---------- Records for this exercise

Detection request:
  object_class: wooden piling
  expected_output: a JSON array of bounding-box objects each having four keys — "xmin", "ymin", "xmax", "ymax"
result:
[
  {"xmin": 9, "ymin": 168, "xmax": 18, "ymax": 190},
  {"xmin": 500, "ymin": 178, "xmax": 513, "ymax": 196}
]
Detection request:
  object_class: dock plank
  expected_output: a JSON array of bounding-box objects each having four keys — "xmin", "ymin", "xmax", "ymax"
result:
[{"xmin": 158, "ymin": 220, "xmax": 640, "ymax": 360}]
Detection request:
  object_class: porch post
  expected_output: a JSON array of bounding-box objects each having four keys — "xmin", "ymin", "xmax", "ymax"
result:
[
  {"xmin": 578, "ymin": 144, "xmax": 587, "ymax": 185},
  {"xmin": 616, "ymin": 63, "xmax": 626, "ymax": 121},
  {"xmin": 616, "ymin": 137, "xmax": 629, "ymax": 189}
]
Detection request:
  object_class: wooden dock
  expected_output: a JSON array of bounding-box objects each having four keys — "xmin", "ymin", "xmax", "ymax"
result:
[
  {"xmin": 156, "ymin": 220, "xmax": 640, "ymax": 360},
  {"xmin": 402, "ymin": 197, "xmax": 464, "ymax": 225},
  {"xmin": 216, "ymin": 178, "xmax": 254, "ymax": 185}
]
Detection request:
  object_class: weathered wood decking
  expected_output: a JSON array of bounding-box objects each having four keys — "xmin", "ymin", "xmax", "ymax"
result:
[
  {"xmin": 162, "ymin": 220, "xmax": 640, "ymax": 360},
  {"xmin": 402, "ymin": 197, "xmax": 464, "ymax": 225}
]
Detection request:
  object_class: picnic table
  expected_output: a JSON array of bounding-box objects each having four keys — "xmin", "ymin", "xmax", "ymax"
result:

--------------------

Problem statement:
Pick out and copy every line in the records above that contains the word "wooden". Uppercase and lowercase count as different.

Exercise response:
  object_class: wooden piling
  object_class: wooden dock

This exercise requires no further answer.